EXERCISE –
What follows is a set of records; copy all of it exactly.
(GIVEN INFORMATION begins)
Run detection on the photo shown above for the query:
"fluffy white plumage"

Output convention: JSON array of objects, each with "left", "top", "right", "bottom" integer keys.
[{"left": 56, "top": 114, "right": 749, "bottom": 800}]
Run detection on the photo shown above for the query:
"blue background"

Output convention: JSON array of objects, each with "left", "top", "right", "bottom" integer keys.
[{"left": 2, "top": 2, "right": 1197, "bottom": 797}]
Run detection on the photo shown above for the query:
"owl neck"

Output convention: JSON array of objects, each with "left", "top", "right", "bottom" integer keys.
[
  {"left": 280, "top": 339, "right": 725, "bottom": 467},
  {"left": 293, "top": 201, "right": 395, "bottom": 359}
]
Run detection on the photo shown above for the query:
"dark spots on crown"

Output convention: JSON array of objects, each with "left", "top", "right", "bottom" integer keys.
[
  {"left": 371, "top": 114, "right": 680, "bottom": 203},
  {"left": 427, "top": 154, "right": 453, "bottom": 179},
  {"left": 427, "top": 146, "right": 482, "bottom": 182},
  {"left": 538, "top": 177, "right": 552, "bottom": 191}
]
(GIVEN INFORMATION ends)
FINISHED TASK –
Run detection on the photo shown above for the query:
"fluffy white plumage"

Output convention: JSON array of objects, each with "left", "top", "right", "bottom" integer keys.
[{"left": 56, "top": 114, "right": 749, "bottom": 800}]
Run detection on the photo shown above for the query:
"blue background"

Output convention: JSON array of objects, each with "left", "top", "right", "bottom" integer keys.
[{"left": 2, "top": 2, "right": 1197, "bottom": 797}]
Run detection on the photo shown above for the query:
"owl neck"

Output convention: JSON array of objects, each with "left", "top", "right", "bottom" integer keys.
[
  {"left": 280, "top": 339, "right": 725, "bottom": 467},
  {"left": 293, "top": 201, "right": 395, "bottom": 359}
]
Run detection on the photo shown above for the query:
"dark spots on crown"

Output convention: JSON array of objects, each with "left", "top", "right", "bottom" integer keys.
[
  {"left": 371, "top": 114, "right": 680, "bottom": 203},
  {"left": 427, "top": 154, "right": 453, "bottom": 179},
  {"left": 427, "top": 146, "right": 482, "bottom": 182},
  {"left": 538, "top": 177, "right": 552, "bottom": 191}
]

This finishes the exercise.